• _Written instruction_
Every entry must be given again exactly.

Named object pointing entries:
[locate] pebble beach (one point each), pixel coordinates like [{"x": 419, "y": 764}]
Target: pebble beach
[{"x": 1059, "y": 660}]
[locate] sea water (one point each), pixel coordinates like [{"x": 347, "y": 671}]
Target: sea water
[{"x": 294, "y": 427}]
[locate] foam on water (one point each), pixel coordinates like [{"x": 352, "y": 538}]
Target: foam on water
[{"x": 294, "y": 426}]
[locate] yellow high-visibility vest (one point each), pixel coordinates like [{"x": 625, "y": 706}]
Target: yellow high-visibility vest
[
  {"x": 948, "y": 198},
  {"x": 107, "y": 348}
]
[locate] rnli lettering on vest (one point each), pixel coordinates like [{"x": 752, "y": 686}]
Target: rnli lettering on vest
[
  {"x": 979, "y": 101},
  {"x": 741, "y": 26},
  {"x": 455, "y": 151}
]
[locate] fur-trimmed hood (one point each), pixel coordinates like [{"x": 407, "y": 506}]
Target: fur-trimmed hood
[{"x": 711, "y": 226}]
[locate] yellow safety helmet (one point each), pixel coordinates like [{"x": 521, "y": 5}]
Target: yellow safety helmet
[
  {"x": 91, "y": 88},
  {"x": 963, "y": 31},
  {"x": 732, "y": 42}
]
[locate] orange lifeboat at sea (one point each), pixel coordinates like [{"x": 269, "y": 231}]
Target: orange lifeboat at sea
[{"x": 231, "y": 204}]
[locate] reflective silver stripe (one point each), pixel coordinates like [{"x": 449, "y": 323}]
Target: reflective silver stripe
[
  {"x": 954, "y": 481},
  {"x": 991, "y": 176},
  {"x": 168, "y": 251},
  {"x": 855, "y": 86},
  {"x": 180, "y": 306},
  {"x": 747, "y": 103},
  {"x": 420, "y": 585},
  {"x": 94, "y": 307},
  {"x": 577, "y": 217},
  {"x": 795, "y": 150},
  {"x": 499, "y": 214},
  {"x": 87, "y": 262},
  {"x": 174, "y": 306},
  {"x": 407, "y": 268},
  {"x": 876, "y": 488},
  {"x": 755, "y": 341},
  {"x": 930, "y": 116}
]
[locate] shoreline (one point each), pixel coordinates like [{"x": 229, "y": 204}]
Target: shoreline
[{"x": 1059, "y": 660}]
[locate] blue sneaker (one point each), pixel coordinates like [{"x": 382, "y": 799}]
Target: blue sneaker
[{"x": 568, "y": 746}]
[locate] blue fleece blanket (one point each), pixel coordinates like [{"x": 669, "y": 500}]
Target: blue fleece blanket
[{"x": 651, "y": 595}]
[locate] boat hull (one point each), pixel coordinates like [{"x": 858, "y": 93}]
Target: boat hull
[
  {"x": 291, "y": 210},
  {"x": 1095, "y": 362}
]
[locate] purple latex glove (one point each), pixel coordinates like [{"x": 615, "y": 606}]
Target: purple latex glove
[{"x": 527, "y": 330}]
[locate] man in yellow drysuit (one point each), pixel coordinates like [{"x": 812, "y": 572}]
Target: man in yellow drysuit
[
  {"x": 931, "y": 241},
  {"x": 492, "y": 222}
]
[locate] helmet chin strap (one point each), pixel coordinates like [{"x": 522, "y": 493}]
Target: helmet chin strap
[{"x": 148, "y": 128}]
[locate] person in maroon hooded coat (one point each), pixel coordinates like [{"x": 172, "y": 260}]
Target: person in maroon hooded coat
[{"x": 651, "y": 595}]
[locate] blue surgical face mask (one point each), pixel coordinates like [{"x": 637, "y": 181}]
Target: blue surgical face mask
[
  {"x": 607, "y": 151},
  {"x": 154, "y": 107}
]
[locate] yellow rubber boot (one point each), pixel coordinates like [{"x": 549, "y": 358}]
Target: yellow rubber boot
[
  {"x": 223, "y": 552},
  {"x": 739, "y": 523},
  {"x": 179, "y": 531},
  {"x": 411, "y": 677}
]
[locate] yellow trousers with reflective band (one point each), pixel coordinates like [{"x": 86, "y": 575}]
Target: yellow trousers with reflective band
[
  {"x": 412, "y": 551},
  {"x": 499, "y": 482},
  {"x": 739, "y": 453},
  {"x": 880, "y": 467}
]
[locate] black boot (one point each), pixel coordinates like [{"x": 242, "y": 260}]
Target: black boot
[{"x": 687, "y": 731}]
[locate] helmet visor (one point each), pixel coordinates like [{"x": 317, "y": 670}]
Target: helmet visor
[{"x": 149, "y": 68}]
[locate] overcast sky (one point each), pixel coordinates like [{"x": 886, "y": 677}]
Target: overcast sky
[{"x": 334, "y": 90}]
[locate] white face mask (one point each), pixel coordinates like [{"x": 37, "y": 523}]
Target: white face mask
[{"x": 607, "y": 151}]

• _Task solution_
[locate] pebble beach (one point each), pixel coordinates like [{"x": 419, "y": 764}]
Target: pebble beach
[{"x": 1059, "y": 660}]
[locate] sea water (one point each), pixel coordinates like [{"x": 347, "y": 671}]
Target: sea water
[{"x": 294, "y": 427}]
[locate] foam on water (one point each), pixel coordinates like [{"x": 352, "y": 538}]
Target: foam on water
[{"x": 294, "y": 426}]
[locate] yellow high-visibility vest (one point each), pixel coordinates like [{"x": 625, "y": 706}]
Target: yellow high-visibility vest
[
  {"x": 948, "y": 198},
  {"x": 107, "y": 348}
]
[locate] rnli lettering on vest (one point each), pixel coordinates like [{"x": 752, "y": 686}]
Target: rnli lettering on vest
[
  {"x": 979, "y": 101},
  {"x": 741, "y": 26},
  {"x": 455, "y": 151}
]
[locate] fur-trimmed hood (one point each), pixel coordinates like [{"x": 407, "y": 506}]
Target: fur-trimmed hood
[{"x": 711, "y": 226}]
[locate] yellow safety helmet (one point each), pixel coordinates like [{"x": 521, "y": 5}]
Target: yellow safety helmet
[
  {"x": 91, "y": 88},
  {"x": 963, "y": 31},
  {"x": 732, "y": 42}
]
[locate] orange lifeboat at sea (one point each), pixel coordinates like [{"x": 269, "y": 231}]
Target: orange lifeboat at sea
[{"x": 231, "y": 204}]
[locate] reflective silver stripe (one point each), pixel coordinates like [{"x": 449, "y": 323}]
Target: reflective silver stripe
[
  {"x": 954, "y": 481},
  {"x": 991, "y": 176},
  {"x": 168, "y": 251},
  {"x": 855, "y": 86},
  {"x": 180, "y": 306},
  {"x": 747, "y": 103},
  {"x": 420, "y": 585},
  {"x": 94, "y": 307},
  {"x": 577, "y": 217},
  {"x": 795, "y": 150},
  {"x": 499, "y": 214},
  {"x": 87, "y": 262},
  {"x": 174, "y": 306},
  {"x": 407, "y": 268},
  {"x": 876, "y": 488},
  {"x": 755, "y": 341},
  {"x": 930, "y": 116}
]
[locate] shoreline (one point each), pixel coordinates like [{"x": 229, "y": 204}]
Target: shoreline
[{"x": 1059, "y": 660}]
[locate] blue sneaker (one point each), pixel coordinates like [{"x": 382, "y": 799}]
Target: blue sneaker
[{"x": 568, "y": 746}]
[locate] blue fleece blanket (one point each), pixel coordinates like [{"x": 669, "y": 500}]
Target: blue fleece blanket
[{"x": 651, "y": 595}]
[locate] boat hull (one point each), pixel coordinates like [{"x": 858, "y": 93}]
Target: boat hull
[
  {"x": 291, "y": 210},
  {"x": 1095, "y": 362}
]
[locate] purple latex glove (one point each), pixel coordinates like [{"x": 615, "y": 606}]
Target: purple latex glove
[{"x": 527, "y": 330}]
[locate] man in yellow drysuit (one point each), pixel coordinates like [{"x": 812, "y": 572}]
Target: man in yellow drysuit
[
  {"x": 931, "y": 241},
  {"x": 492, "y": 222}
]
[locate] helmet chin strap (one point each), pixel coordinates like [{"x": 522, "y": 493}]
Target: helmet chin strap
[{"x": 148, "y": 128}]
[locate] person in maroon hooded coat (one point each), pixel coordinates like [{"x": 172, "y": 260}]
Target: person in maroon hooded coat
[{"x": 651, "y": 595}]
[locate] blue surgical face mask (one point each), pixel coordinates like [{"x": 637, "y": 181}]
Target: blue surgical face mask
[
  {"x": 607, "y": 151},
  {"x": 154, "y": 107}
]
[locate] yellow rubber boot (one point each), pixel coordinates like [{"x": 549, "y": 358}]
Target: yellow rubber boot
[
  {"x": 223, "y": 552},
  {"x": 739, "y": 523},
  {"x": 179, "y": 531},
  {"x": 411, "y": 677}
]
[locate] yellow trousers with reflective band (one point each), pixel coordinates like [{"x": 86, "y": 575}]
Target: yellow trousers with reflective band
[
  {"x": 412, "y": 551},
  {"x": 499, "y": 482},
  {"x": 739, "y": 453},
  {"x": 880, "y": 467}
]
[locate] black boot (one point each), pixel coordinates like [{"x": 242, "y": 260}]
Target: black boot
[{"x": 687, "y": 731}]
[locate] helmet visor (one point each), pixel coordinates like [{"x": 317, "y": 670}]
Target: helmet visor
[{"x": 149, "y": 68}]
[locate] overcast sky (one point each), pixel coordinates like [{"x": 886, "y": 677}]
Target: overcast sky
[{"x": 334, "y": 90}]
[locate] white face mask (one point each), pixel coordinates like [{"x": 37, "y": 523}]
Target: white face mask
[{"x": 607, "y": 151}]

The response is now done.